• Extrait du texte:
- - -
En 1954, le monde était bien différent de ce qu’il est aujourd’hui. Presque tout ce qui était électronique nécessitait des tubes à vide – une invention datant du début du 20e siècle qui n’avait pas encore été améliorée.

Les tubes à vide étaient le seul moyen de réaliser de nombreuses fonctions électroniques – comme l’amplification et la rectification (bien que la diode à semi-conducteurs soit apparue sur la scène à cette époque) – mais ils étaient généralement limités aux appareils qui pouvaient être branchés. Comme les tubes à vide nécessitaient d’être chauffés par des filaments pour fonctionner, l’utilisation du courant était élevée.

En outre, la plupart des tubes à vide standard étaient de grande taille par rapport aux autres appareils électroniques. La combinaison de l’utilisation d’une puissance élevée et de la grande taille signifiait que peu d’appareils pratiques et portables utilisant des tubes à vide ont été créés. Les radios portables à piles existaient depuis les années 1920, mais elles étaient limitées par la nécessité de disposer de plusieurs tensions de piles, la très courte durée de vie des piles, le coût de fonctionnement des piles et la taille des tubes à vide requis. Par conséquent, peu de radios portables ont vu beaucoup d’utilisation.

Le transistor arrive

Le transistor – un dispositif révolutionnaire à l’état solide capable d’amplifier – avait été inventé dès 1947, mais son application réelle aux articles de consommation de masse avait été limitée, car la production de transistors n’avait pas encore été perfectionnée, de sorte que leur coût restait élevé.
- - -
• Données brutes:

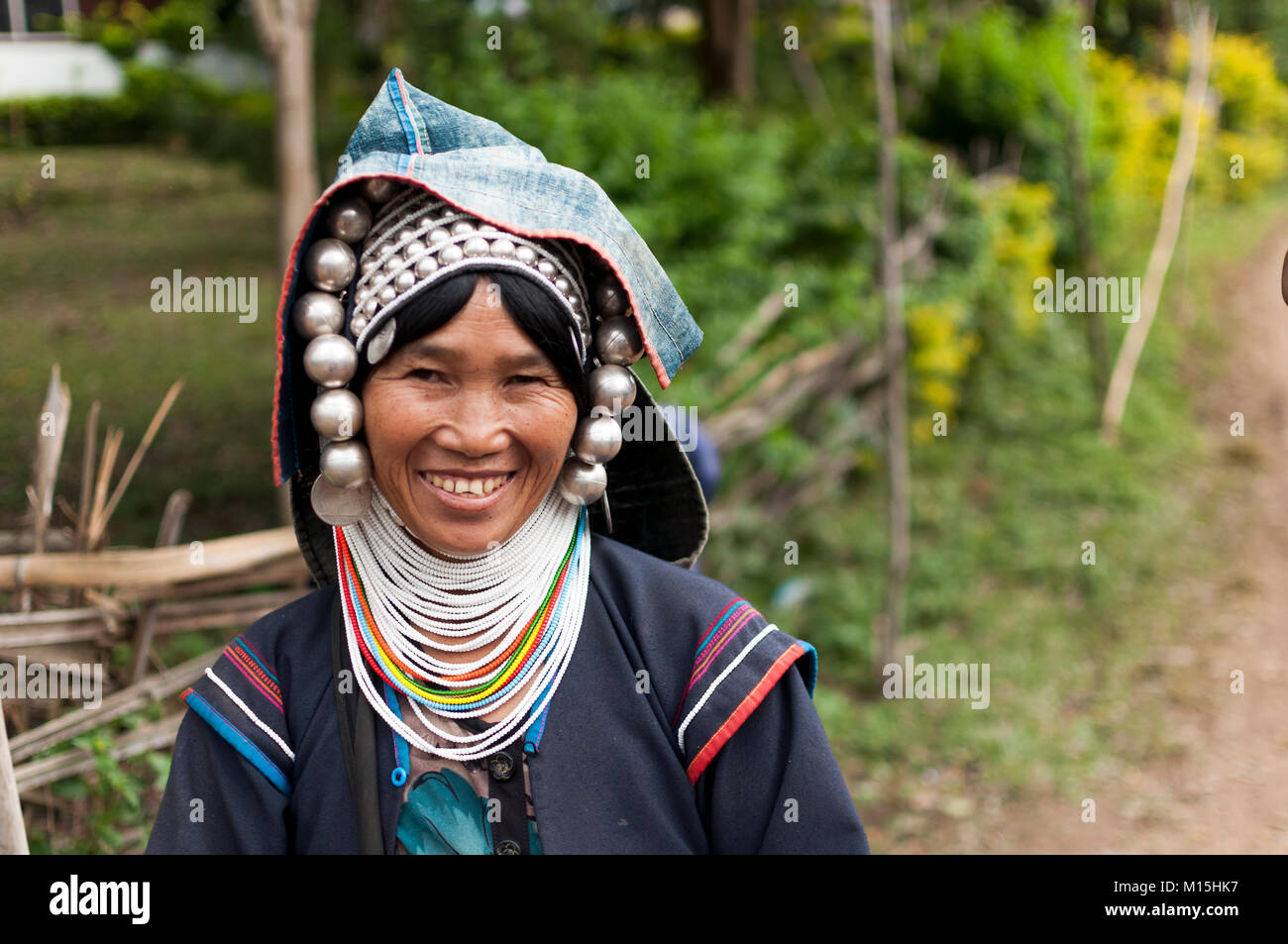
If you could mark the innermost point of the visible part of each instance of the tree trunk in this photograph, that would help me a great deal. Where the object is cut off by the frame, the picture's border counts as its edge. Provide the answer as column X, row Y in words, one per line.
column 726, row 50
- - -
• Problème:
D'après l'extrait du texte, répondez à ces questions :
1. En quelle année le transistor a-t-il été inventé ?
2. Depuis quelle décennie les radios portables à piles existaient-elles ?
3. Qu'est-ce qui rendait élevée l'utilisation du courant des tubes à vide ?

• Bonne réponse:
1. En 1947.
2. Depuis les années 1920.
3. Les tubes à vide devaient être chauffés par des filaments pour fonctionner.